Goal of the exercise → Copy the records word for word, omitting all pictures.

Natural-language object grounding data

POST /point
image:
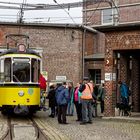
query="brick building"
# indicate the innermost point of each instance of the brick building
(62, 46)
(117, 40)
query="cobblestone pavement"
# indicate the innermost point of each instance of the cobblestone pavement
(3, 125)
(101, 129)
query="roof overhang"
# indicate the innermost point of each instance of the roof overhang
(98, 57)
(119, 27)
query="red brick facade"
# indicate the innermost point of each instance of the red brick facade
(122, 40)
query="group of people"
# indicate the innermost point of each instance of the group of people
(65, 96)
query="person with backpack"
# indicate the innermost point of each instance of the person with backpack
(62, 96)
(101, 96)
(86, 99)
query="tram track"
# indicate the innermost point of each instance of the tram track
(23, 128)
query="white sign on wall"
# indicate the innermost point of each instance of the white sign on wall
(108, 76)
(61, 78)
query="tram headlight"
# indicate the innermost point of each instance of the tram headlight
(21, 93)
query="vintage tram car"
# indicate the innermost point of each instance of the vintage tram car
(20, 68)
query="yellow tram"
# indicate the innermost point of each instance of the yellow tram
(19, 80)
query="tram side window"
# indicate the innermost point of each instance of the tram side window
(2, 70)
(21, 71)
(35, 70)
(7, 69)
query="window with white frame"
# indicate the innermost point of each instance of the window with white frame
(107, 16)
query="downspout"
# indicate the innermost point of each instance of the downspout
(83, 53)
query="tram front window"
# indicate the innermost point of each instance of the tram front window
(21, 72)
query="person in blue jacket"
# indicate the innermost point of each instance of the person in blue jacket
(62, 96)
(124, 93)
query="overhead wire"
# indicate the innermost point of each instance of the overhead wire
(65, 11)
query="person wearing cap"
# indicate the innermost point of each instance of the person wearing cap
(86, 99)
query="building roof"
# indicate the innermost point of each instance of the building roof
(55, 25)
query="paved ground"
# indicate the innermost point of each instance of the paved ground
(101, 129)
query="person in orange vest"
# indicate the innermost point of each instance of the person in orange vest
(86, 99)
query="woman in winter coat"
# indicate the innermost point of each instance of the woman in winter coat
(52, 100)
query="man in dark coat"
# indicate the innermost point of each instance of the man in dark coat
(52, 101)
(62, 101)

Response →
POST /point
image:
query="brick building"
# indicate the innermost point of each instance of the brick building
(62, 46)
(117, 40)
query="cobblestone pavement"
# indicate the innermost point of each instance of the cobblestone pavement
(3, 125)
(101, 129)
query="roof overhang"
# indicate the innermost point of each instance of the roof overhang
(98, 57)
(119, 27)
query="red brick facade"
# indicate the innermost point of each instance of the red brick facade
(122, 40)
query="group of people"
# indicate the innermost point of each instance of the group of people
(65, 96)
query="person with backpack"
# indicate the innermost point of each instance of the person with backpack
(62, 96)
(101, 96)
(86, 99)
query="tram track"
# indicate the innermost point of each instance of the tram track
(23, 128)
query="white sign on wall"
# indicate the innermost point of each instance of the white sign on wall
(108, 76)
(61, 78)
query="tram headlight"
# indicate the innermost point of each instance of the tram headlight
(21, 93)
query="vintage tram car"
# indicate the innermost point of each instance of the vintage tram car
(20, 68)
query="yellow tram"
# indicate the innermost point of each instance of the yellow tram
(19, 80)
query="tram side window"
# indicate the innermost point of each instance of the tram side window
(2, 70)
(21, 71)
(35, 70)
(7, 69)
query="window with white frame"
# indicate the innermost point of each instance of the window with white frame
(107, 16)
query="downspout"
# indicate the innermost point of each instance of the downspout
(83, 53)
query="tram front window"
# indicate the innermost point of each instance of the tram front window
(21, 72)
query="person in blue jacket"
# indicate the innermost point of each instance of the person in blue jacket
(62, 96)
(124, 93)
query="overhead wire"
# indicate the innermost point of each instance of the overhead wire
(65, 11)
query="person wearing cap"
# indicate the innermost point of each instance of the person wearing cap
(86, 99)
query="building roof"
# indicate the innermost point of each instance of the building roof
(55, 25)
query="paved ground"
# indicate the innermost point of each instance of the paved ground
(101, 129)
query="person in orange vest"
# indicate the innermost point of each instance of the person in orange vest
(86, 99)
query="woman in winter coat"
# indicate the innermost point of each instance of the woman in winter coat
(52, 100)
query="man in dark coat"
# indicate the innermost point of each instance of the man in dark coat
(52, 101)
(62, 101)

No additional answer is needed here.